TASK REQUIREMENTS> Search the data for the string "find" and copy each line in which it appears.

[Images for object localization]
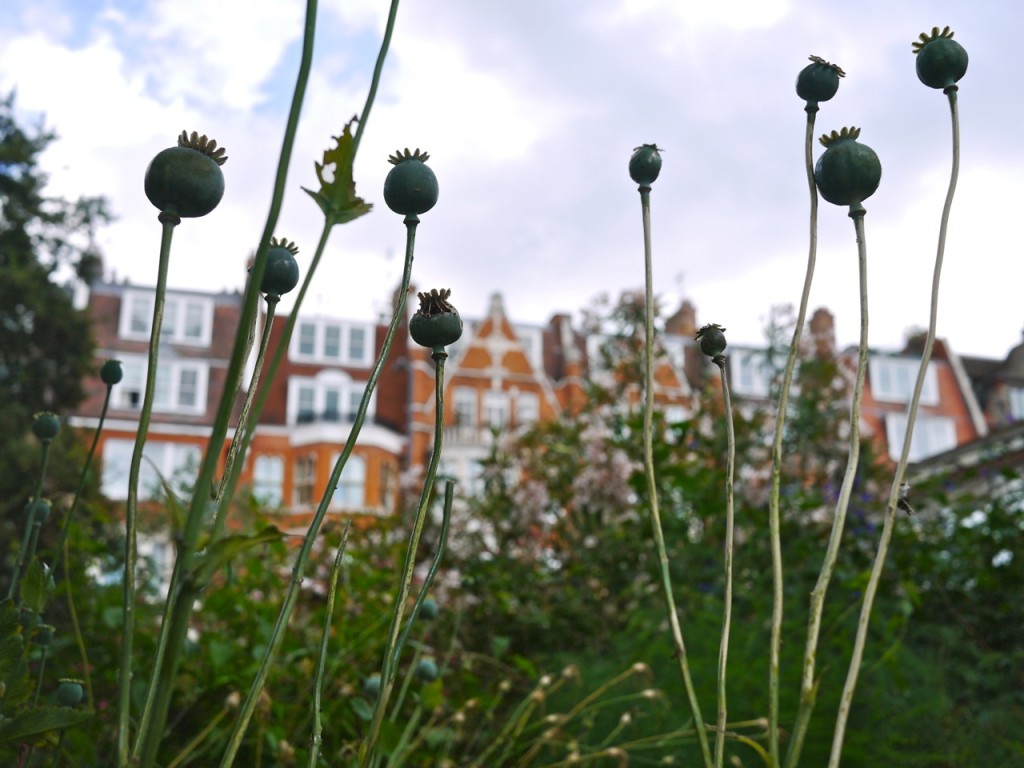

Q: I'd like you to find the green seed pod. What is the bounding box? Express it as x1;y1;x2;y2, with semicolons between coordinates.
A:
629;144;663;186
410;288;463;350
145;131;227;217
913;26;968;90
259;237;301;298
796;55;845;106
362;673;381;700
696;323;728;358
419;597;439;621
56;678;85;707
32;412;60;441
26;498;51;524
101;359;124;386
384;148;438;216
415;658;439;683
35;624;56;647
814;127;882;207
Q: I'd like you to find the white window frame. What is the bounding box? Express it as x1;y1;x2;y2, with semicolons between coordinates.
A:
118;289;213;346
287;372;374;425
869;356;939;406
483;390;510;429
1008;386;1024;420
516;392;540;425
730;350;772;398
293;454;317;506
331;453;366;509
884;412;957;462
252;454;284;507
101;438;202;500
289;318;374;367
453;387;478;427
113;355;208;415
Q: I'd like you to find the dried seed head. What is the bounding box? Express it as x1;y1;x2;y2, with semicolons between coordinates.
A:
179;130;228;165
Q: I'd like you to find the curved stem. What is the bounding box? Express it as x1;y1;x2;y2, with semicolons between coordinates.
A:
308;522;352;768
770;103;820;766
118;211;176;766
352;0;401;155
715;356;736;768
218;215;419;768
785;204;870;768
54;385;112;578
361;350;449;766
638;184;713;768
828;87;960;768
210;297;279;539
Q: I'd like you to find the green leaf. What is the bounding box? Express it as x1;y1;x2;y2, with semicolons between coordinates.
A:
350;697;374;721
420;678;444;710
302;117;373;226
0;706;92;744
188;527;285;588
20;559;51;614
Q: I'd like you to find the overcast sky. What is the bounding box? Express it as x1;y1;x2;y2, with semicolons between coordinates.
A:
3;0;1022;359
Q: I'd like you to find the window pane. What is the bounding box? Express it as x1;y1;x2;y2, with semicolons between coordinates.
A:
178;368;199;408
348;327;366;361
253;455;284;506
298;323;316;356
323;325;341;358
129;295;152;335
184;301;205;339
517;393;540;424
333;454;366;508
454;388;477;426
153;363;172;408
324;388;341;420
297;386;315;422
160;298;178;339
117;359;146;410
483;391;509;428
294;455;316;505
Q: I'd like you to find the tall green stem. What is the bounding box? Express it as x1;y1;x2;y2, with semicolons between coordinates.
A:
361;347;449;766
218;215;419;768
7;439;52;605
638;184;713;768
210;296;280;539
117;211;176;766
769;103;821;766
54;385;112;578
132;3;318;764
828;87;960;768
785;203;870;768
352;0;401;155
308;523;352;768
715;356;736;768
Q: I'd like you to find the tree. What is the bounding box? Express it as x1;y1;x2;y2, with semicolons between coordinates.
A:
0;92;110;525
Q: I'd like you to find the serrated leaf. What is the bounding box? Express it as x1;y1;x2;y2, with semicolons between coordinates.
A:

SOLUTION FOR THIS EXERCISE>
Q: I'd like you to find the green seed pod. What is the bounding box? Express it as x1;y1;x2;y2, with semicolons between coordinates.
Q: I'd like you to find the white window frame. What is the bounding box? Express it as x1;y1;x2;y2, with semicolons between coordinates.
Q: I'd like you to find the dried seed head. What is the bounding box? Express it as x1;y1;x2;y2, with semicolons between coordinates.
Q: I'd like you to find the curved stem. What is the bounding box? Express it as x1;y1;x2;y2, with semicolons between coordinates.
Q: I'd like you to find the green leaf. What is the bounding box? Express it as x1;y1;x2;y2, with semicolons between coordinates.
Q: I'd like you to find the overcast sky. What is the bounding box? Express it as x1;y1;x2;y2, with semicolons between coordinates.
Q: I'd like you to find the window pane. What is the bounding box? Express it as x1;y1;x2;y2, with semicolons between coordinates.
Q: I'd like you to find the tall green stem. What is the bounding box? Express it as x1;y1;x2;y2, with semicolons between coordinates.
Q: I'd like you to find the tree. What is the bounding box? Express it as x1;y1;x2;y2, with semicolons between coordinates.
Q: I'd like you to find the serrated leaf. What is the bounding box? Express it as x1;y1;x2;y2, with semicolons between coordinates.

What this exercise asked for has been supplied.